**Obiettivo dell'esercizio**
Dal testo su Tucidide e la regola della maggioranza, trascrivi alla lettera il tratto che va da "(Tucidide, IV, 39)." fino a "e non solo.".

**Blocco di testo**
06.01.2014
…Sentiti
gli oratori...
di Franco De Anna
“…La più adatta a distinguere i
propositi di più alta utilità è la maggioranza (dell’Assemblea) dopo
che su di essi ha seguito il dibattito (ascoltati gli oratori)….”
(Tucidide, IV, 39).
Traduzione più sintetica: “l’assemblea, uditi gli oratori, decide a
maggioranza”.
Così Tucidide esalta la democrazia ateniese e la “regola” della polis che la
fa essere una costruzione sociale ben diversa dall’oligarchia e dalla
tirannide.
Sappiamo che, sia la regola della maggioranza che quel “uditi gli oratori”,
costituiscono i nuclei di una “critica storico-politica” che ha occupato i
secoli successivi e non solo.
La maggioranza può essere infatti lo strumento per condannare Socrate o per
decidere il supplizio di Gesù.
E quell’inciso “…sentiti gli oratori…” acquista un significato critico
fondamentale se ci si riferisce alla modernità. Quali oratori, e da quale
pulpito e quale assemblea? Quella del salotto di casa di fronte al
televisore (molto numerosa)? Quella seduta al proprio PC e connessa in rete
che si esprime in “mi piace/non mi piace” e che argomenta in 140 caratteri,
molti spesi in insulti e battute (molto meno numerosa)? O quella ancora più
esigua che compulsa ogni mattina la propria bibbia laica, popolata da
oratori “fidelizzati”?
Quel “sentiti gli oratori” riletto nella società della comunicazione
mediatica e della passivizzazione televisiva palesa clamorosamente il
carattere intrinsecamente incerto della “mediazione” del rapporto tra verità
e doxa, tra consapevolezza e manipolazione, e lo scarto tra esercizio
del logos e ricerca della verità.
Tucidide stesso rammenta, nel suo racconto, di una assemblea rumoreggiante
contro Pericle, che. requisito il tesoro, lo impegnava in un munifici
progetti di spesa pubblica. Ebbe buon gioco l’oratore a dimostrare che tante
imprese di abbellimento della città davano lavoro a tanti artigiani, ecc…
L’assemblea si tacque e approvò a maggioranza….
Sembra di rileggere a quasi 2500
anni di distanza certe decisioni delle moderne assemblee che nel nostro
paese, a cavallo degli anni ‘70/’80, destinavano gli interventi della spesa
pubblica a costruzione del consenso e alla remunerazione di un corpo sociale
esteso, dai ceti della rendita e profitto, a quelli popolari dei baby
pensionati, alle corporazioni professionali… una cittadinanza costruita
“sulla spesa delle risorse pubbliche” e non sulla “produzione della
ricchezza pubblica”… E noi oggi, come allora l’Atene del dopo Pericle, a
patire le conseguenze di quelle “maggioranze” e di quegli “oratori”.

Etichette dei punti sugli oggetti
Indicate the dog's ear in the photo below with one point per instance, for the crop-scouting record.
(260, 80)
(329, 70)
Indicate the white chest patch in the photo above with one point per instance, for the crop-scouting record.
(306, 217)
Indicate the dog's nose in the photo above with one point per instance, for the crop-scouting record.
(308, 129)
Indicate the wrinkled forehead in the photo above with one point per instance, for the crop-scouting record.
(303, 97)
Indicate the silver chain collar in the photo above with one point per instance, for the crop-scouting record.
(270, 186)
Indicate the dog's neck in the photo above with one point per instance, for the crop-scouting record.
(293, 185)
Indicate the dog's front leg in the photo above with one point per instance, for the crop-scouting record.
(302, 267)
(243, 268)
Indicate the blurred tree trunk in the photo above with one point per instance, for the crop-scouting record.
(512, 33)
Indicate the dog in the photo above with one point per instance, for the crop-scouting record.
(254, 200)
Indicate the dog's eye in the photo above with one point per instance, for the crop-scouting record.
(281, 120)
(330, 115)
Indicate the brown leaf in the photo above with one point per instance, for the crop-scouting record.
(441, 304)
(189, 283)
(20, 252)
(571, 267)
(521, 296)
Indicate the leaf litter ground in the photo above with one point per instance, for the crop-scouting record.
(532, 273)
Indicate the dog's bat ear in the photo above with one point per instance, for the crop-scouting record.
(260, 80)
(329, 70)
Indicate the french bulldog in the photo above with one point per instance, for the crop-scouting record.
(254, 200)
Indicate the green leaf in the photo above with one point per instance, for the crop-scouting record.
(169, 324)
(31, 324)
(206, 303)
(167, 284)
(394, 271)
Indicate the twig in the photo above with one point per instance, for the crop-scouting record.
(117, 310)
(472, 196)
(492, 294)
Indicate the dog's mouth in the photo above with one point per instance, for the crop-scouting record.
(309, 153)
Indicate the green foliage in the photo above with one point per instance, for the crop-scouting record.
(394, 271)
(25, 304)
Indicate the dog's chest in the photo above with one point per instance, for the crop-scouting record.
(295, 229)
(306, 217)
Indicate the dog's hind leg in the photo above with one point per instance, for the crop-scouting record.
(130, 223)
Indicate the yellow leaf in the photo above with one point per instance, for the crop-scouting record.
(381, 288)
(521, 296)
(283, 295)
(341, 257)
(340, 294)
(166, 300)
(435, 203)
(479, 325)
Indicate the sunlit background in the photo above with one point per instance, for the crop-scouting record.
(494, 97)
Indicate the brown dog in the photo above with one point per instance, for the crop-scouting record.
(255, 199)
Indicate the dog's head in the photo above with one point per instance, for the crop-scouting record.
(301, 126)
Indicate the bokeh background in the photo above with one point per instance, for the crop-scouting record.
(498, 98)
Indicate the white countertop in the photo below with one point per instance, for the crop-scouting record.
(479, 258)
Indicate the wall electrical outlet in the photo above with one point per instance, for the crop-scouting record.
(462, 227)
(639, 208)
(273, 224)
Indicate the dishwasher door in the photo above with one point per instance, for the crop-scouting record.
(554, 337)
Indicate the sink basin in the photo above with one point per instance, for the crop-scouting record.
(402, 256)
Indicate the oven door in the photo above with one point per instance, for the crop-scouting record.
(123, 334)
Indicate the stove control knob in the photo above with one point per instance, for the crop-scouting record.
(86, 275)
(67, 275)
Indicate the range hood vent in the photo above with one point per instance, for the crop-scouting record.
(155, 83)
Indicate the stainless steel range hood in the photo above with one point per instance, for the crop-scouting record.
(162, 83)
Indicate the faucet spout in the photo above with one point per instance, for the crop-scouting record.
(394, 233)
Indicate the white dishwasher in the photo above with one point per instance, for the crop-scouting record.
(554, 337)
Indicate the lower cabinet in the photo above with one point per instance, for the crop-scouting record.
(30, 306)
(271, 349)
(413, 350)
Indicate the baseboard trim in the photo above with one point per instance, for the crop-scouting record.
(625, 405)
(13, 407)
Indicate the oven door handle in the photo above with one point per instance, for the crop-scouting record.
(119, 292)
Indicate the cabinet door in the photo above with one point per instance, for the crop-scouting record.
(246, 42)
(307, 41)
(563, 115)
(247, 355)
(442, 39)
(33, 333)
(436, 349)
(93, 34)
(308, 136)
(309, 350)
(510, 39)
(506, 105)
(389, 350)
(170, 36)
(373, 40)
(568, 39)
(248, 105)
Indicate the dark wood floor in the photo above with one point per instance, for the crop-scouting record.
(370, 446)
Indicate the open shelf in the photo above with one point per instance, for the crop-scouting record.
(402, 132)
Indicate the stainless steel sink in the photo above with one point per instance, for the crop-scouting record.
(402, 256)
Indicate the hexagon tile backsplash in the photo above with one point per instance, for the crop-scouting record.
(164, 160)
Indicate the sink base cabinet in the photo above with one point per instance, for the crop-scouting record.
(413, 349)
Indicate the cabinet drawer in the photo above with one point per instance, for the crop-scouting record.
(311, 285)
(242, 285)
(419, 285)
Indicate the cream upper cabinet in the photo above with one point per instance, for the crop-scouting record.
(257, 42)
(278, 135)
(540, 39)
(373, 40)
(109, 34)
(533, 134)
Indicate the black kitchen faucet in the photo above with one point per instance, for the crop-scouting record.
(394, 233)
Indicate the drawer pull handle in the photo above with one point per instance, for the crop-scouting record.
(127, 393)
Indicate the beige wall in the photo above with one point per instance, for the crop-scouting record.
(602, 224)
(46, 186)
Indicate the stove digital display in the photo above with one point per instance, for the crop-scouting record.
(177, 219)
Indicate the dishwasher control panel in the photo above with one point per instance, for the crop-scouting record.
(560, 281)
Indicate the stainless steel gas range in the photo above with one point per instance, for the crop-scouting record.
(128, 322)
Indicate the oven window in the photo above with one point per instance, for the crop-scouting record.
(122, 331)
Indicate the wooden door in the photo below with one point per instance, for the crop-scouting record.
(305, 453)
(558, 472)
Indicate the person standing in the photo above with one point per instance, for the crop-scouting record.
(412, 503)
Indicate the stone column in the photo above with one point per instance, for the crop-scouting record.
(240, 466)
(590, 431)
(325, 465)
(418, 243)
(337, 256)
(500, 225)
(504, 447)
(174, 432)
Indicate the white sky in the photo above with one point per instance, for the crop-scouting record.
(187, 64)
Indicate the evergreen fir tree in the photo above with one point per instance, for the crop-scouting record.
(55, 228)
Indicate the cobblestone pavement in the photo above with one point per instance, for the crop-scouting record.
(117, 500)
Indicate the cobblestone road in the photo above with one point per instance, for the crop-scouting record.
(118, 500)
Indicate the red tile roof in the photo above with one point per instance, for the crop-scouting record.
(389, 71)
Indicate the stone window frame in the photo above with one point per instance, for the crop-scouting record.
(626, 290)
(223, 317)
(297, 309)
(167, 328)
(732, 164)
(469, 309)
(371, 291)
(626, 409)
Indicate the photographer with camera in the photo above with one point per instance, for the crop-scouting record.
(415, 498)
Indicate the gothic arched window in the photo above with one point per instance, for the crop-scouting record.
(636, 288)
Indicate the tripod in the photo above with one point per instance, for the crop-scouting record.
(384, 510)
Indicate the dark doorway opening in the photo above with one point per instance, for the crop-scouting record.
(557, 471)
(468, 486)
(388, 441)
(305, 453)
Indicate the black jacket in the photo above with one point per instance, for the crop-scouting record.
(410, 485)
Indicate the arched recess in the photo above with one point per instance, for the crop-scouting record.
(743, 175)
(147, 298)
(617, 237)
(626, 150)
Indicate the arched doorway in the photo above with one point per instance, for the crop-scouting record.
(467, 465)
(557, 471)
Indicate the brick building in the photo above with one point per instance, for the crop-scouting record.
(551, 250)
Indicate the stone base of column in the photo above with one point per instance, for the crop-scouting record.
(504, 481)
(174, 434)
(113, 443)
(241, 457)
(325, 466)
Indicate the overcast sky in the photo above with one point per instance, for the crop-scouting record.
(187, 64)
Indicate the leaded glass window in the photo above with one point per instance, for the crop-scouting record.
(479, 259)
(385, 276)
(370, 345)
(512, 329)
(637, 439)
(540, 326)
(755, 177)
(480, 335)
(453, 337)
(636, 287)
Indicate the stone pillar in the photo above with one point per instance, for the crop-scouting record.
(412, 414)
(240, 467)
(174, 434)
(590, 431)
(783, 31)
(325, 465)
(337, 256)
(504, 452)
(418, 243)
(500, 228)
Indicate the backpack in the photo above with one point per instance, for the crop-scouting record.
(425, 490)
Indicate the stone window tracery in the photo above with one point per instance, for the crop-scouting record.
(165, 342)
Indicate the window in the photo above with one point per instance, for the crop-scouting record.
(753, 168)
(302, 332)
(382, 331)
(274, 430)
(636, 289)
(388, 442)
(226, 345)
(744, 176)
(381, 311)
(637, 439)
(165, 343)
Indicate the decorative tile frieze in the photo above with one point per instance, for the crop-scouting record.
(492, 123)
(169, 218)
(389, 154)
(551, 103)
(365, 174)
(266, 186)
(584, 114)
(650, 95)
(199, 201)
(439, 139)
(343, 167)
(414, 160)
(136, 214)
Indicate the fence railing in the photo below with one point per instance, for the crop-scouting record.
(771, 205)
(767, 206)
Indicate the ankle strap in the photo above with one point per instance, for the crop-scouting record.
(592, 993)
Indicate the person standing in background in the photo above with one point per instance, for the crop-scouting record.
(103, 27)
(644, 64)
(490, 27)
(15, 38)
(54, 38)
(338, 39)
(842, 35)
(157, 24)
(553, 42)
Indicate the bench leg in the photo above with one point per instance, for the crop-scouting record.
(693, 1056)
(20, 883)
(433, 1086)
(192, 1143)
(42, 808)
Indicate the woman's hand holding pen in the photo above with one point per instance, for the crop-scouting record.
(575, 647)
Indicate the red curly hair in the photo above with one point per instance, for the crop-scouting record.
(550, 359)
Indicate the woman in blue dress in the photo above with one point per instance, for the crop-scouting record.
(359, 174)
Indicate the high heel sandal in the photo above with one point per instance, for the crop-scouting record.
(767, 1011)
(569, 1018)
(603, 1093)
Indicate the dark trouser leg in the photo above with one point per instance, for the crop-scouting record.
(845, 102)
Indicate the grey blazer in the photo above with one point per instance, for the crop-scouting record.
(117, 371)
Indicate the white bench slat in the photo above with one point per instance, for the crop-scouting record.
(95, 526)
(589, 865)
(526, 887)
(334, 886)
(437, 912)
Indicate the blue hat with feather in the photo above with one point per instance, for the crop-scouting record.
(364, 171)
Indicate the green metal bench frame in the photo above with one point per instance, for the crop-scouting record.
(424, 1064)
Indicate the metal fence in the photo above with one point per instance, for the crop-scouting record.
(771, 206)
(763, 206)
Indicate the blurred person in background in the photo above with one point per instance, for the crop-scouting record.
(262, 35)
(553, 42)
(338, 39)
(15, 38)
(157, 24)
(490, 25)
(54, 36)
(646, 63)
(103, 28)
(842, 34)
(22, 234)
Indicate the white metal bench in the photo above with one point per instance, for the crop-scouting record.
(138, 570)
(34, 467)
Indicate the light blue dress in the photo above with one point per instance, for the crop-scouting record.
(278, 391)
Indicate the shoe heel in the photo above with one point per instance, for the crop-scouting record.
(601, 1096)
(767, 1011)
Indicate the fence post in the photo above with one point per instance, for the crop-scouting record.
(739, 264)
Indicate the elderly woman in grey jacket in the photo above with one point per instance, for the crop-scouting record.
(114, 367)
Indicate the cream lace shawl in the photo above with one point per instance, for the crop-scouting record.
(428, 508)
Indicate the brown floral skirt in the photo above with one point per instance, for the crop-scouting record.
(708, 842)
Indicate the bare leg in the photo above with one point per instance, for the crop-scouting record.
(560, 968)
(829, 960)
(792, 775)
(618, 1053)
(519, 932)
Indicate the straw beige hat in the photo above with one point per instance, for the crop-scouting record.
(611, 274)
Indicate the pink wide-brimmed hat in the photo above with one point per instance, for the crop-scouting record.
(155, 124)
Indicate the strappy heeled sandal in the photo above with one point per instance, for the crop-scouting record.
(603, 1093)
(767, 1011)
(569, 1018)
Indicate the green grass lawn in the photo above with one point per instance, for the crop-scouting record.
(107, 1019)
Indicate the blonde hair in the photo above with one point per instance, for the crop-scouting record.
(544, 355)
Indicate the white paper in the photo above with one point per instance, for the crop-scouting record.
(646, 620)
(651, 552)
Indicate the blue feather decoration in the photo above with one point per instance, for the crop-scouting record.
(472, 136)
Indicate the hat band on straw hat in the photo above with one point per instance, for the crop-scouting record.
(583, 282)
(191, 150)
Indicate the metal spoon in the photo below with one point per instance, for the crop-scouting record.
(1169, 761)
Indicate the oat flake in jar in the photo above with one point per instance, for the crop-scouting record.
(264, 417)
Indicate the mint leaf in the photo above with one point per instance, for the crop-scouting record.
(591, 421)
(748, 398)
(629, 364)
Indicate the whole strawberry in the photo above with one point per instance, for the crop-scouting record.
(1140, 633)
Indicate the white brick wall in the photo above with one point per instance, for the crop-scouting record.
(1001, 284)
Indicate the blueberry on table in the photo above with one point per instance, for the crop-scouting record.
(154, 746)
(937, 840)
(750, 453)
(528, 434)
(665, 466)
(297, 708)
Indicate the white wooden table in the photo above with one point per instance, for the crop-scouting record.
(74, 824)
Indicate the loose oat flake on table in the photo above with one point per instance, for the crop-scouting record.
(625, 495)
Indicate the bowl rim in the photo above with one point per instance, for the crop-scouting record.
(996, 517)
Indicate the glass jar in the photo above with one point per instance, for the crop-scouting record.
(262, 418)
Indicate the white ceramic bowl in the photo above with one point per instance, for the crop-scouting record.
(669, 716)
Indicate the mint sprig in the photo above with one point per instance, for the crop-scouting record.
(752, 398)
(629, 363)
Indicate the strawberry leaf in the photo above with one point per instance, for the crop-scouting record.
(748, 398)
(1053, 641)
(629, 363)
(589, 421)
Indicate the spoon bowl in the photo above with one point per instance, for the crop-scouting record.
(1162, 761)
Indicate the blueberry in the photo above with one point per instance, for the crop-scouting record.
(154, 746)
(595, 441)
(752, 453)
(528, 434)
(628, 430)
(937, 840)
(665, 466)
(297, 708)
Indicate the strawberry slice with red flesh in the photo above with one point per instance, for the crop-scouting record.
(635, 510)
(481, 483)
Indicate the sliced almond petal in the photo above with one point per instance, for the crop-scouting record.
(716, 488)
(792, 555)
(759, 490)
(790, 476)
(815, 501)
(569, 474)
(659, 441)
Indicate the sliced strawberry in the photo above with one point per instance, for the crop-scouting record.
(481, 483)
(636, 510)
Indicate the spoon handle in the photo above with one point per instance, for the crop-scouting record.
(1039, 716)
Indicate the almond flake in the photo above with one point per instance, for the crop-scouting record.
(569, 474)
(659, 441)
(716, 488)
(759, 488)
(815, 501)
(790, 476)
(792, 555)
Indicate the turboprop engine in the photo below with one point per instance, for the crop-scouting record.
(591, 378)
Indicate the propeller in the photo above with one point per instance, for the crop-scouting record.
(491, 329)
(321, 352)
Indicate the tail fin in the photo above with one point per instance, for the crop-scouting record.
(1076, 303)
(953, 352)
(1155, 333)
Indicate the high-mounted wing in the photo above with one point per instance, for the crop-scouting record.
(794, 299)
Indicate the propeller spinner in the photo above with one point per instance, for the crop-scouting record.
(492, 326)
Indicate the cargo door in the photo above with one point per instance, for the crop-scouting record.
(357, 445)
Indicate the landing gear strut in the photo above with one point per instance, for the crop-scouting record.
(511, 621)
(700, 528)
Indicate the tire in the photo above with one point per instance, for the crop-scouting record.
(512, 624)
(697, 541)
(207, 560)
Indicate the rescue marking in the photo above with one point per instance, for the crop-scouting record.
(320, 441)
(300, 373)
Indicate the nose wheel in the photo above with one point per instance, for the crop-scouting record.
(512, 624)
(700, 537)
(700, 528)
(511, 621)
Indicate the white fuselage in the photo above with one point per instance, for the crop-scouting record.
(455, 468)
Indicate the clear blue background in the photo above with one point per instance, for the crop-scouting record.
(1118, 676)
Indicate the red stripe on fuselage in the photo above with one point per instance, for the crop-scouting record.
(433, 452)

**Risposta**
(Tucidide, IV, 39).
Traduzione più sintetica: “l’assemblea, uditi gli oratori, decide a
maggioranza”.
Così Tucidide esalta la democrazia ateniese e la “regola” della polis che la
fa essere una costruzione sociale ben diversa dall’oligarchia e dalla
tirannide.
Sappiamo che, sia la regola della maggioranza che quel “uditi gli oratori”,
costituiscono i nuclei di una “critica storico-politica” che ha occupato i
secoli successivi e non solo.